**What to produce**:
Please copy the part of the entries below that opens at their start and closes with the line containing "92L185 100L210 98L206", keeping every character the same. Leave the pictures out of your copy.

**Record excerpts**:
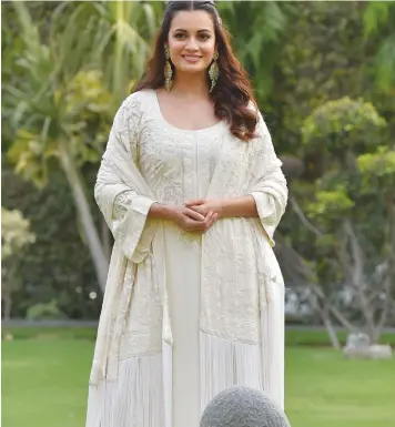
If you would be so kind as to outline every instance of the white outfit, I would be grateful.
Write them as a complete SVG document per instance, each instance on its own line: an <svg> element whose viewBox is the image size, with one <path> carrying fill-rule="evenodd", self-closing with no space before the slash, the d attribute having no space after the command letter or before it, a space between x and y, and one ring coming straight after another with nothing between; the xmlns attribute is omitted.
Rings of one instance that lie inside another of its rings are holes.
<svg viewBox="0 0 395 427"><path fill-rule="evenodd" d="M246 194L260 218L220 220L204 235L146 218L154 202ZM199 427L233 385L283 407L284 284L272 246L287 190L261 114L257 136L242 142L224 122L172 126L152 90L130 95L95 197L115 244L87 427Z"/></svg>

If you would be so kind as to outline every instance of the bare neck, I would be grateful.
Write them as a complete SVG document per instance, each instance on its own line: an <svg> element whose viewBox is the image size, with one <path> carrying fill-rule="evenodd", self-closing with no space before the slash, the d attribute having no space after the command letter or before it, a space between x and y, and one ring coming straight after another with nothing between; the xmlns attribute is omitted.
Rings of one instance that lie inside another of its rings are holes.
<svg viewBox="0 0 395 427"><path fill-rule="evenodd" d="M172 92L185 100L210 98L206 77L201 73L179 73L173 81Z"/></svg>

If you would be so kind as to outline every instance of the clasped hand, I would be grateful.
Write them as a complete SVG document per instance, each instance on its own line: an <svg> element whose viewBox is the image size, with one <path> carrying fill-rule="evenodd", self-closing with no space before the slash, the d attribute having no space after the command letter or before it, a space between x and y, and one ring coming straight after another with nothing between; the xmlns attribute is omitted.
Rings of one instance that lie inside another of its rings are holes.
<svg viewBox="0 0 395 427"><path fill-rule="evenodd" d="M221 201L192 200L183 207L175 207L173 221L186 232L206 232L221 217Z"/></svg>

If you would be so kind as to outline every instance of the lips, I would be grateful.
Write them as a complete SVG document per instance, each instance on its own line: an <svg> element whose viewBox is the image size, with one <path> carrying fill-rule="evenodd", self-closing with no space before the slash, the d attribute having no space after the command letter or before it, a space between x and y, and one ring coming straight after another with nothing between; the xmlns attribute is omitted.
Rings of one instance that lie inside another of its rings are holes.
<svg viewBox="0 0 395 427"><path fill-rule="evenodd" d="M183 54L182 58L188 62L198 62L202 59L199 54Z"/></svg>

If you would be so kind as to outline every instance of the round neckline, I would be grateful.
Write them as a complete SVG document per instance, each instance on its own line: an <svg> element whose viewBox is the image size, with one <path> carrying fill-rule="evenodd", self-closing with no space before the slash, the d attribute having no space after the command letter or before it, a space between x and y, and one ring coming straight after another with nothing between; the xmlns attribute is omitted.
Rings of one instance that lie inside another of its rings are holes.
<svg viewBox="0 0 395 427"><path fill-rule="evenodd" d="M153 98L154 98L154 101L155 101L155 105L156 105L156 111L158 111L158 115L160 118L160 120L168 126L168 128L171 128L178 132L189 132L189 133L199 133L199 132L207 132L207 131L212 131L216 128L220 128L224 121L223 120L220 120L217 123L215 124L212 124L211 126L206 126L206 128L201 128L201 129L181 129L181 128L178 128L175 126L174 124L171 124L163 115L162 113L162 110L161 110L161 104L159 102L159 96L158 96L158 93L154 89L151 89L152 90L152 93L153 93Z"/></svg>

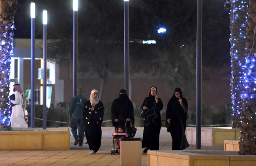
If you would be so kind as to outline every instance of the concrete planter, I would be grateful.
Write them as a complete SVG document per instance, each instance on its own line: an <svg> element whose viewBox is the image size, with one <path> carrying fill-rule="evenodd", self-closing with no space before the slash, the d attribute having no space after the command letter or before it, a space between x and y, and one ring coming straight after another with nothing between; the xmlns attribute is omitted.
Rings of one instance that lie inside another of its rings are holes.
<svg viewBox="0 0 256 166"><path fill-rule="evenodd" d="M69 150L68 131L0 131L0 150Z"/></svg>
<svg viewBox="0 0 256 166"><path fill-rule="evenodd" d="M149 151L148 166L256 165L256 156L238 155L236 151Z"/></svg>
<svg viewBox="0 0 256 166"><path fill-rule="evenodd" d="M201 144L204 146L224 146L224 140L239 139L240 129L231 127L202 127ZM187 127L186 135L189 144L196 144L196 128Z"/></svg>

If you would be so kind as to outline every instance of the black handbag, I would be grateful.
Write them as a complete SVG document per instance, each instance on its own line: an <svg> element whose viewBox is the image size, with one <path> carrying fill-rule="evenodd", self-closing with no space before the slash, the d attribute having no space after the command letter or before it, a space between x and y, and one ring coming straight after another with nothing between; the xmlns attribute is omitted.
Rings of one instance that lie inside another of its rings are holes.
<svg viewBox="0 0 256 166"><path fill-rule="evenodd" d="M146 113L147 113L147 110L143 109L143 108L142 108L141 113L140 113L140 116L142 116L144 117L146 116Z"/></svg>
<svg viewBox="0 0 256 166"><path fill-rule="evenodd" d="M126 127L126 124L127 124L127 121L125 122L125 126ZM137 131L137 128L136 128L134 126L132 126L132 121L130 121L130 125L131 126L131 127L127 127L127 134L128 135L128 137L129 138L133 138L135 136L135 135L136 134L136 131Z"/></svg>

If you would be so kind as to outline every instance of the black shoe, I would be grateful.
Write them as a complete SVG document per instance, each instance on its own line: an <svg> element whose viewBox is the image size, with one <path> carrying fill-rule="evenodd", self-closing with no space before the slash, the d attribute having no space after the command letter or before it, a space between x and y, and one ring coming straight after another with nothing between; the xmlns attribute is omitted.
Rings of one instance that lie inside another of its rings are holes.
<svg viewBox="0 0 256 166"><path fill-rule="evenodd" d="M147 151L149 150L150 148L149 147L146 147L145 148L145 149L144 149L144 150L143 151L143 153L146 153L147 152Z"/></svg>
<svg viewBox="0 0 256 166"><path fill-rule="evenodd" d="M80 140L80 138L79 136L76 137L76 138L75 140L75 143L74 143L74 145L77 145L78 144L78 142L79 140Z"/></svg>

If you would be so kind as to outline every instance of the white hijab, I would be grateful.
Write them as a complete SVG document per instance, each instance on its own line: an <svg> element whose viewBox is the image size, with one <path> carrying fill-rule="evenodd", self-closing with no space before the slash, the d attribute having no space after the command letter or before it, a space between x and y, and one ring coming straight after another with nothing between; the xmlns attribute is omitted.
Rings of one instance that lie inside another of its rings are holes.
<svg viewBox="0 0 256 166"><path fill-rule="evenodd" d="M90 101L91 102L91 105L93 107L99 103L99 98L98 98L98 96L97 96L97 98L96 99L94 99L93 97L93 94L95 92L98 93L98 94L99 93L98 92L98 90L96 89L93 89L93 90L91 91L91 95L90 96Z"/></svg>

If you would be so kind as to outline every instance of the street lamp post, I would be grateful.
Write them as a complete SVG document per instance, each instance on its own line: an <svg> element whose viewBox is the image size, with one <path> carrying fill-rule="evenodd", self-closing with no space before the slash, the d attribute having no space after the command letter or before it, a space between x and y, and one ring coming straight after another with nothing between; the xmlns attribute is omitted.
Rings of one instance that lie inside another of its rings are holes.
<svg viewBox="0 0 256 166"><path fill-rule="evenodd" d="M196 146L201 149L202 96L202 0L197 0Z"/></svg>
<svg viewBox="0 0 256 166"><path fill-rule="evenodd" d="M30 4L30 18L31 18L31 96L30 127L35 127L35 3Z"/></svg>
<svg viewBox="0 0 256 166"><path fill-rule="evenodd" d="M73 0L73 96L76 95L77 86L78 0Z"/></svg>
<svg viewBox="0 0 256 166"><path fill-rule="evenodd" d="M43 58L44 58L44 87L43 87L43 129L46 129L46 72L47 70L46 66L47 47L46 40L47 37L47 11L43 11L43 24L44 24L43 36Z"/></svg>
<svg viewBox="0 0 256 166"><path fill-rule="evenodd" d="M129 0L124 0L124 88L129 97Z"/></svg>

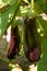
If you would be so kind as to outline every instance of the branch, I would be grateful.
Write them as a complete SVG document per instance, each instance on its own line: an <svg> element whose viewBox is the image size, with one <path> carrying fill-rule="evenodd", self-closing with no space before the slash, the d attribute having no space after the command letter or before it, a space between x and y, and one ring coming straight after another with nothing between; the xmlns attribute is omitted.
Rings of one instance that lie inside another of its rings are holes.
<svg viewBox="0 0 47 71"><path fill-rule="evenodd" d="M10 4L7 4L7 5L3 5L1 9L0 9L0 14L4 13L8 9L9 9Z"/></svg>

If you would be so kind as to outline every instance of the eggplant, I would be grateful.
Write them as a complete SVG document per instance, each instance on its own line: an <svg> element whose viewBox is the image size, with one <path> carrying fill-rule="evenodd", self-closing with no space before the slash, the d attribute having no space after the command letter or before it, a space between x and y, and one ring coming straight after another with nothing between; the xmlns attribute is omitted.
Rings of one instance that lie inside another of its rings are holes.
<svg viewBox="0 0 47 71"><path fill-rule="evenodd" d="M39 61L42 56L42 38L37 32L35 17L24 20L24 52L31 62Z"/></svg>
<svg viewBox="0 0 47 71"><path fill-rule="evenodd" d="M11 38L9 43L9 49L7 52L7 57L9 59L14 59L15 55L17 54L20 48L20 35L19 35L19 27L11 26Z"/></svg>

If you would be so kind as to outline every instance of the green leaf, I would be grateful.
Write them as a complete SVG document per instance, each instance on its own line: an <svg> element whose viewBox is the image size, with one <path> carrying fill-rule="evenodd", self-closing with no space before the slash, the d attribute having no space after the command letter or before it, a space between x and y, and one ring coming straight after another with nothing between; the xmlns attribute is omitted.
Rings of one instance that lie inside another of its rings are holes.
<svg viewBox="0 0 47 71"><path fill-rule="evenodd" d="M47 0L35 0L34 2L40 7L43 12L47 13Z"/></svg>
<svg viewBox="0 0 47 71"><path fill-rule="evenodd" d="M20 0L20 2L21 2L21 0ZM0 15L0 19L1 19L0 37L3 35L4 31L7 29L7 27L9 27L10 24L12 24L12 20L16 15L16 11L17 11L20 2L16 0L13 5L10 5L10 8L4 13L2 13Z"/></svg>
<svg viewBox="0 0 47 71"><path fill-rule="evenodd" d="M47 21L43 20L40 16L37 16L36 22L43 31L44 35L47 36Z"/></svg>
<svg viewBox="0 0 47 71"><path fill-rule="evenodd" d="M27 0L28 2L31 2L32 0Z"/></svg>

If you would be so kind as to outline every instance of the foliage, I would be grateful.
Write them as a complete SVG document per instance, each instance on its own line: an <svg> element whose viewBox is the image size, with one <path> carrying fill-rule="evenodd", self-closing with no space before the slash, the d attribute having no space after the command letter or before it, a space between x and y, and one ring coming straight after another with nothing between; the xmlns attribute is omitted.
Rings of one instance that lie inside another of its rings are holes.
<svg viewBox="0 0 47 71"><path fill-rule="evenodd" d="M19 25L21 28L25 17L35 17L37 31L44 42L47 38L47 0L1 0L0 38L10 25ZM44 59L43 57L43 61Z"/></svg>

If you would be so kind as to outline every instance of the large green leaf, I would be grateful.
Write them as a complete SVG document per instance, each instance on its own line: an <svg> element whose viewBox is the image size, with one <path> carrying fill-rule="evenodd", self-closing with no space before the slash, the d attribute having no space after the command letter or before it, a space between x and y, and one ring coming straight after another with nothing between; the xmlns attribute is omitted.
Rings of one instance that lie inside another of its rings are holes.
<svg viewBox="0 0 47 71"><path fill-rule="evenodd" d="M47 0L34 0L40 7L42 11L47 13Z"/></svg>
<svg viewBox="0 0 47 71"><path fill-rule="evenodd" d="M13 5L10 5L9 9L0 15L0 37L16 15L17 9L20 9L20 2L19 0L15 0L15 3Z"/></svg>

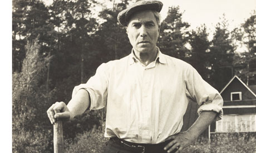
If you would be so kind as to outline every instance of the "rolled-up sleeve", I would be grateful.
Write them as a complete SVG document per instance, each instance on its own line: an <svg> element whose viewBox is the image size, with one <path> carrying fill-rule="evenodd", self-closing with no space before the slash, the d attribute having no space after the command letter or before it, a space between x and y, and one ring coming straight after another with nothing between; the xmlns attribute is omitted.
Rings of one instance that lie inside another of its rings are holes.
<svg viewBox="0 0 256 153"><path fill-rule="evenodd" d="M213 111L218 113L215 120L221 119L223 99L217 90L204 80L190 65L188 66L184 79L186 96L199 105L198 114L204 111Z"/></svg>
<svg viewBox="0 0 256 153"><path fill-rule="evenodd" d="M97 69L96 74L91 77L86 84L76 86L72 94L74 97L81 89L89 93L91 104L90 110L100 109L106 106L107 95L108 75L106 64L103 63Z"/></svg>

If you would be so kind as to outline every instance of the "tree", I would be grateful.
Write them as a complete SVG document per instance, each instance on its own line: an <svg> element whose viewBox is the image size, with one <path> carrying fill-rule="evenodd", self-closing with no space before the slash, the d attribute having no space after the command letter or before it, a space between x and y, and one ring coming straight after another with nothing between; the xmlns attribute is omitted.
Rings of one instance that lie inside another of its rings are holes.
<svg viewBox="0 0 256 153"><path fill-rule="evenodd" d="M240 29L234 32L235 39L246 46L244 52L237 53L234 64L238 66L237 75L247 85L256 81L256 11L242 24Z"/></svg>
<svg viewBox="0 0 256 153"><path fill-rule="evenodd" d="M161 26L158 45L163 53L185 60L189 53L185 45L189 40L190 25L182 21L182 16L179 7L169 8Z"/></svg>
<svg viewBox="0 0 256 153"><path fill-rule="evenodd" d="M209 47L210 43L208 40L209 34L205 25L192 30L189 37L191 45L191 57L189 62L196 69L202 78L208 81L209 75Z"/></svg>
<svg viewBox="0 0 256 153"><path fill-rule="evenodd" d="M224 15L222 22L216 25L210 47L211 83L218 90L223 88L232 77L234 47L232 45L228 26L228 21Z"/></svg>
<svg viewBox="0 0 256 153"><path fill-rule="evenodd" d="M45 112L55 90L48 93L44 85L51 57L40 56L41 45L38 38L26 45L22 71L13 75L13 152L50 152L52 136Z"/></svg>

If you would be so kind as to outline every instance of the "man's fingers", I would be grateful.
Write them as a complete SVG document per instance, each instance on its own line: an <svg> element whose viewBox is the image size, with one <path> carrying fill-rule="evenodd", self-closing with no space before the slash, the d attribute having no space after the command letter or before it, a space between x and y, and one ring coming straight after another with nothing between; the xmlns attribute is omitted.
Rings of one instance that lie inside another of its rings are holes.
<svg viewBox="0 0 256 153"><path fill-rule="evenodd" d="M51 123L54 124L56 122L56 118L55 115L60 113L62 112L65 107L65 103L63 102L56 102L47 110L47 115L49 118Z"/></svg>
<svg viewBox="0 0 256 153"><path fill-rule="evenodd" d="M47 110L47 111L48 118L49 118L49 120L52 124L55 122L55 119L54 118L55 113L53 109L55 105L55 104L52 104L52 105Z"/></svg>
<svg viewBox="0 0 256 153"><path fill-rule="evenodd" d="M173 145L174 145L174 144L175 144L175 143L176 143L175 140L171 141L170 143L169 143L168 144L167 144L167 145L166 145L165 146L164 149L165 150L167 150L168 149L168 148L169 148L171 146L173 146Z"/></svg>
<svg viewBox="0 0 256 153"><path fill-rule="evenodd" d="M179 143L175 144L174 145L173 145L170 149L168 150L167 152L171 152L171 151L174 151L175 149L176 149L179 150L179 147L180 146L180 144ZM175 152L179 152L179 151L175 151Z"/></svg>
<svg viewBox="0 0 256 153"><path fill-rule="evenodd" d="M50 121L51 122L51 123L52 124L53 124L53 121L52 120L52 117L50 115L50 113L48 113L48 111L47 111L47 115L48 115L48 118L49 118Z"/></svg>
<svg viewBox="0 0 256 153"><path fill-rule="evenodd" d="M54 115L55 118L61 120L69 120L70 119L70 114L68 112L58 113Z"/></svg>
<svg viewBox="0 0 256 153"><path fill-rule="evenodd" d="M65 106L65 104L63 102L56 102L55 104L53 107L53 111L55 114L61 112Z"/></svg>

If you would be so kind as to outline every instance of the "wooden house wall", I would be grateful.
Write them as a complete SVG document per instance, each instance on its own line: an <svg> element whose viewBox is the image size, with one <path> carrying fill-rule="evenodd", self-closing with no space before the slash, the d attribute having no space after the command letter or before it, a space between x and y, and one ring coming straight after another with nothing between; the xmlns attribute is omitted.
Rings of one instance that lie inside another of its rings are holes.
<svg viewBox="0 0 256 153"><path fill-rule="evenodd" d="M230 94L232 92L242 92L242 100L255 99L252 93L237 78L234 79L233 81L222 92L221 96L224 101L231 100Z"/></svg>

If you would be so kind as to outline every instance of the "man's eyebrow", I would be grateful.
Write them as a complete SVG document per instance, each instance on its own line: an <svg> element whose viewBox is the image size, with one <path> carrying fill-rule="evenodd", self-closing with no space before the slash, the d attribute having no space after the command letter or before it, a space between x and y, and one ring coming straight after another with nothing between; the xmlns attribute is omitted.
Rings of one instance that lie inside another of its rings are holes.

**Result**:
If you would be so kind as to outline every instance of the white outfit, I would be grateful.
Write them as a complete SVG document per instance, each instance on its own line: an <svg> element whose viewBox is the image size, with one <path> carrying fill-rule="evenodd", self-closing with no space before the slash, the d attribute having no space after the command letter or before it, a space between x and y, and one ring coming straight after another with nothing between; the xmlns attribute is omitted.
Rings of one instance that lie inside another of its rings are holes.
<svg viewBox="0 0 395 427"><path fill-rule="evenodd" d="M246 194L260 218L220 220L204 235L146 218L154 202ZM199 427L233 385L283 407L284 284L272 246L287 190L261 114L257 136L242 142L224 122L172 126L152 90L130 95L95 197L115 244L87 427Z"/></svg>

If you would be so kind as to outline every instance of the bare neck, I would be grateful.
Write them as a complete SVG document per instance, each instance on its own line: an <svg> element whose viewBox is the image size, with one <path> carrying fill-rule="evenodd", self-closing with no space before the slash, the d attribute having no space after the command letter or before it, a space between x and y, and one ring coming straight after another with nothing between; the xmlns attribute is omitted.
Rings of one instance that lie inside another of its rings are holes.
<svg viewBox="0 0 395 427"><path fill-rule="evenodd" d="M172 92L185 100L210 98L206 77L201 73L179 73L173 81Z"/></svg>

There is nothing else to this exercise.